• **What this exercise asks**
a – Using the passage below on the four systems conditions, say whether each statement agrees with it: (i) Skandic Hotels got customer complaints after it stopped bleaching guest towels and sheets; (ii) AMOCO won an award from a U.S. government organization; (iii) Wintergreen Clothing is based in southern Minnesota. For each, answer yes or no and quote the words from the passage that decide it.
b – Extend the passage below on the four systems conditions and organizational learning, picking up after its final sentence.

• **Source**

>> begin

The Four Systems Conditions

The guiding principles for sustainability of The Natural Step are known as the four systems conditions. The conditions, as we interpret them, are:

1) Substances extracted from the Earth’s crust must not systematically increase in nature.

Fossil fuels, metals, and minerals must not be extracted at a faster pace than they can be redeposited into the Earth’s crust. This is because wastes from these processes tend to spread and accumulate in the system beyond limits considered safe for human health. Therefore, the strategic business question to ask is, “How can my organization take steps to decrease its dependence on underground resources?”

For example, OK Petroleum of Sweden is working to develop an ethanol-based fuel derived from organic matter.

2) Substances produced by society must not systematically increase in nature.

Man-made substances must not be produced at a faster pace than they are broken down by natural processes of assimilation. In part, this is because these compounds will eventually spread and increase their concentration in the natural system beyond limits acceptable for human health. Therefore, the strategic business question to ask is, “How can my company take steps to decrease its dependence on non-biodegradable, man-made compounds?” For example, Skandic Hotels stopped using bleach in its guest towels and sheets, a change that resulted in significant savings with no customer complaints.

3) The physical basis for the productivity and diversity of nature must not be systematically damaged.

The productive natural surfaces of the earth (such as oxygen-yielding forests) should not be destroyed at a rate faster than they can regenerate. We depend on the oxygen and the food that are produced by green plants in order to breathe and to eat; they are critical to our survival. Therefore, the strategic business question to ask is, “How can my company rake steps to decrease its dependence on activities that destroy productive natural systems?”

For example, AMOCO replaced an old pipeline in a manner designed to create minimal disruption in the Indiana Prairie State Nature preserve. As a result of its efforts, the company won an award from a U.S. government organization.

4) Resources should be used fairly and efficiently.

Given the physical constraints of our biosystem (the planet Earth and its atmosphere) as articulated in system conditions 1-3 above, the basic human needs of all people must be met with increasing efficiency. Therefore, the strategic business question to ask is “How can my company increase the efficiency with which it uses resources? How can we waste less?”

For example, Wintergreen Clothing in northern Minnesota is making fleece coats, suitable for protection against winter’s bitter cold, out of material derived from plastic soda bottles. Source: Karl-Henrik Robert, ‘Simplicity Without Reduction,” The Natural Step Environmental Institute Ltd. (Stockholm, Sweden), 1994.

Integrating Sustainability Strategies and Organizational Learning

While the four systems conditions offer a basic conceptual framework for creating sustainable business strategies, they do not provide a specific process whereby those principles can be used to develop and implement such strategies. This is where the disciplines and tools of organizational learning can help. For example, the tools and methodology of systems thinking provide a means to test the long-term implications of policy decisions on the wider environmental system.

>> end

• **Supplied data**
>> begin

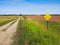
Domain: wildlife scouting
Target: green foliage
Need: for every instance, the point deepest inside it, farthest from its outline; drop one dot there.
(5, 22)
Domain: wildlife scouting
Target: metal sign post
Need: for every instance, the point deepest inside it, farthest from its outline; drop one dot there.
(47, 17)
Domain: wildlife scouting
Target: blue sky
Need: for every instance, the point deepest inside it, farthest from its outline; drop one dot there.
(29, 6)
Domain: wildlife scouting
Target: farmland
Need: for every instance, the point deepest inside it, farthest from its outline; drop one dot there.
(31, 30)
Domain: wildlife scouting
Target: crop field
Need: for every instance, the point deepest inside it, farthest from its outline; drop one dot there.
(30, 30)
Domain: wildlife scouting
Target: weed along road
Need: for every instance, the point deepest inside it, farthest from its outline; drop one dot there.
(5, 26)
(5, 36)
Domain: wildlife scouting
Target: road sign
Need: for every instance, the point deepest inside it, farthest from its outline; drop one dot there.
(47, 16)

>> end

• **Answers in order**
a –
(i) No: "a change that resulted in significant savings with no customer complaints"
(ii) Yes: "the company won an award from a U.S. government organization"
(iii) No: "Wintergreen Clothing in northern Minnesota"

b –
Systems thinking can also provide an overarching framework for understanding the industrial, governmental, and environmental interactions that play a role in sustainable development (see “The Sustainability Challenge”). An overall increase in industrial productivity (such as the U.S. has experienced for most of the 20th century) leads to a reinforcing cycle of economic growth and profitability (R1), but it can also lead to an accumulation of industrial wastes in the environment. In the U.S., this has led to heightened regulatory pressures designed to reduced waste.

At the same time, increased consumer awareness of the environmental impact of production is leading to emerging new market opportunities in terms of “clean” technologies (B3), which, for those companies that invest in them, can lead to profitable alternatives to unsustainable production techniques (R4). However, the subsequent increase in regulatory compliance costs can constrain profits (B2), which can potentially limit industry’s ability to invest in “clean” technologies (R4).

The disciplines of team learning and mental models also have much to offer in that they can help generate more informed, productive conversations. In the ecology/economy debate, dialogue skills of genuine inquiry, deep listening, displaying one’s own line of reasoning, and respect for other view-points are critical, as are the ability to surface our mental models and to inquire into those of other people (see “The Power of Mental Models”). Through the use of dialogue and role-playing, we can gain deeper understanding of diverse points of view and bring out new ideas and solutions that a single point of view might not have produced.

In a recent learning laboratory at a petroleum company, for example, role-reversal, dialogue, and consensus-building tools were used to develop a new framework for environmental leadership. As part of the workshop, employees from the environmental engineering division took turns role-playing the traditional contestants in the environmental debate: “Government Bureaucrats,” “Tree-Hugging Environmentalists,” and “Big Bad Business.” By humorously taking on their worst perceptions of each other, participants were able to see beyond the stereotypes that they had placed on their professional adversaries.

The Sustainability Challenge

The Sustainability Challenge

Heightened consumer awareness of accumulated industrial wastes has led to heightened regulatory pressures designed to reduce waste. However, the subsequent increase In regulatory compliance costs can constrain profits (B2) which can potentially limit Industry’s Investment in “clean” technologies (R4).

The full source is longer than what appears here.